### Tekstgedeelte:
⟨

Ik kijk rond en zie dat dat wel mee zal vallen. Ik wordt afgeleid door twee roze opblaasflamingo’s die op hun rug liggen en twee blauwe bikini-meiden. Duidelijk vriendinnen, dezelfde bikini. Verder wat toeristen en andere eilandbewoners die verkoeling zoeken.
Eenmaal in  het water zag ik alleen de hoofden nog van de strandburen. Ze wandelden met mijn tas. Toch voorzichtig geworden, enigszins twijfelend aan mijn mensenkennis ga ik het water weer uit. Niets aan de hand. Ze zijn in de zon gaan liggen en hebben behalve hun hele eigen hebben en houden ook mijn tas meeverhuisd. De backgammon, waar ik achteloos de handdoek half op had gegooid, ligt nu hermetisch afgesloten onder mijn handdoek op een tafeltje naast de strandburen. Ik bedank ze vriendelijk en kijk het strand rond. Met mijn mensenkennis zit het dus nog wel goed. Mijn incasseringsvermogen wordt echter danig op de proef gesteld als ik flink wordt ingemaakt met backgammon. De roze flamingo’s liggen nog even roerloos, de blauwe bikini’s hebben gezelschap gekregen van het manvolk. De strandburen zoeken nu zelf verkoeling terwijl er één op wacht zit bij hun tassen. Zomaar een dinsdagmiddag. Wat een rijkdom. Zomaar, omdat het kan.

Orkaan Irma

Er zijn geen woorden voor om goed te kunnen beschrijven wat er in Sint Maarten en omringende eilanden is gebeurd met de orkaan Irma en tegelijkertijd zijn er heel veel woorden voor. Dat blijkt wel uit al die verschillende meningen die rond gaan over deze ramp, maar meer nog over de gevolgen van de ramp. Op voorhand was het vooral heel spannend voor iedereen. Er werd veel voorlichting gegeven en mensen bereidden zich zo goed mogelijk voor. Lang leven sociaal media. Voor ons als bijstander, die op veilige afstand meekeken was het afwachten hoe vrienden en familie de orkaan hadden doorstaan. Van sommigen hoorden we redelijk snel dat het goed ging, van anderen duurde het wat langer. Nadat de eerste uren waren verstreken en de eerste beelden naar buiten kwamen werd pas goed duidelijk hoe groot de ramp is. Wat een ravage. Overal liggen auto’s, boten, huizen, bedrijven. Alles ligt in puin. Sommige mensen zijn alles kwijt, anderen doen verwoede pogingen om datgene dat ze nog hebben bij elkaar te houden.  Je hoort en leest schrijnende verhalen van mensen die bang zijn.

⟩

### Records met gelabelde kaders:

⟨

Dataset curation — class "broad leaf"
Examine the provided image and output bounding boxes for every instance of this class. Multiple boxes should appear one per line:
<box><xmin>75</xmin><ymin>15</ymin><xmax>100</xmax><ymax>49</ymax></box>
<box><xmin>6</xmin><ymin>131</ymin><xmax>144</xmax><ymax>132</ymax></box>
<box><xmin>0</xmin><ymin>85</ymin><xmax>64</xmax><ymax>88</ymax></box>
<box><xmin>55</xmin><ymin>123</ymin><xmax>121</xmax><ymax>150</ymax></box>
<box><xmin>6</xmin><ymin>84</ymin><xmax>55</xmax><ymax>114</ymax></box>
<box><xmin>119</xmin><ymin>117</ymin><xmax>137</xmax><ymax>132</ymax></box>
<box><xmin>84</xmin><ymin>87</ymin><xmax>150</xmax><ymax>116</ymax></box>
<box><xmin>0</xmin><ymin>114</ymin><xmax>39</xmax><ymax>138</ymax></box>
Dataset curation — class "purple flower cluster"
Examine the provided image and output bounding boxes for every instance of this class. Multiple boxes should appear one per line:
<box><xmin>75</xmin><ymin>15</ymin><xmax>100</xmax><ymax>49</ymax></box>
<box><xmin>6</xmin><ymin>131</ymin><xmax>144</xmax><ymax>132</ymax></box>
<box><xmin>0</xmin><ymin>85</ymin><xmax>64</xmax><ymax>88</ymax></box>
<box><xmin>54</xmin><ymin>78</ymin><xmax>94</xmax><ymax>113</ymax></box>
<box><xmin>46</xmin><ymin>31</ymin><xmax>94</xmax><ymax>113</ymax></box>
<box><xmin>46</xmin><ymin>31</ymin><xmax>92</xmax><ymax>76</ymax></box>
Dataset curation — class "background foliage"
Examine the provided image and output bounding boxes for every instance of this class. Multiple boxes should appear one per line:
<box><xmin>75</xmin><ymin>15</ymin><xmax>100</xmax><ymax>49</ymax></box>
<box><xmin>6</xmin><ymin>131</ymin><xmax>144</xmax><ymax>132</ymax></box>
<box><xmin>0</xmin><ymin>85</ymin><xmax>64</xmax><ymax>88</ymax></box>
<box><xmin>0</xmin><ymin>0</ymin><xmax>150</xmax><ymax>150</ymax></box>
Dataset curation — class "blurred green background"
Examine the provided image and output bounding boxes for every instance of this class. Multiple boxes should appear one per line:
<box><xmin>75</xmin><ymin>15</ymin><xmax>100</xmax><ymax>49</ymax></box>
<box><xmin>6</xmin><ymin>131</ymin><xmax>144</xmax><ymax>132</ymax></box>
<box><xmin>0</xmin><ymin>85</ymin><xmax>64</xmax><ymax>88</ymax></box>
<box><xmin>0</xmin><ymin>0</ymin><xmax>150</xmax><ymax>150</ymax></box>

⟩

### Taakinstructies:
a - Beantwoord de volgende vragen aan de hand van de tekst over de stranddag en orkaan Irma:
(i) Welke kleur hebben de opblaasflamingo's?
(ii) Op welke dag van de week speelt de middag op het strand zich af?
(iii) Wat ligt er volgens de tekst overal nadat de eerste beelden naar buiten kwamen?
b - Vertaal de zin "Er werd veel voorlichting gegeven en mensen bereidden zich zo goed mogelijk voor." uit de tekst over de stranddag en orkaan Irma in het Engels.
c - Pak de tekst over de stranddag en orkaan Irma op na de laatste zin en schrijf deze verder.
De records hebben geen verband met de tekst over de stranddag en orkaan Irma.

### Resultaten per taak:
a -
(i) Roze.
(ii) Dinsdag.
(iii) Auto's, boten, huizen en bedrijven.

b - A great deal of information was provided, and people prepared themselves as well as they could.

c -
Ondertussen krijgen wij berichten uit Nederland of wij wel oke zijn. Ik neem het ze niet kwalijk dat ze niet weten dat de eilanden zo’n 900 kilometer uit elkaar liggen. Een afstand even ver als Amsterdam en Zwitserland. Ik lees het als meeleven en begaan zijn met anderen. Toch roept dit wrevel op bij sommigen die het niet kunnen laten om via sociaal media meteen snerende opmerkingen te moeten maken over de domheid van sommigen  . Zo ook die groep mensen die in Nederland, wederom via sociaal media, roepen dat elke vorm van hulp niet nodig is en dat Nederland eerst maar eens aan hen moet gaan betalen. Geen hulp dus nodig voor diegenen die niets meer hebben, helemaal niets meer. In dit geval kan ik het niet opbrengen om te denken dat onwetendheid bij deze mensen hen het recht geeft om dit soort uitspraken te doen. Ik gun dit soort mensen een eigen orkaan, zodat ze zelf kunnen ervaren en voelen wat het is om echt niets meer te hebben. En niet te roepen vanaf de bank, kijkend naar de tv, met een mobiel in de hand, terwijl het eten op het fornuis staat, dat je zelf ook niets hebt.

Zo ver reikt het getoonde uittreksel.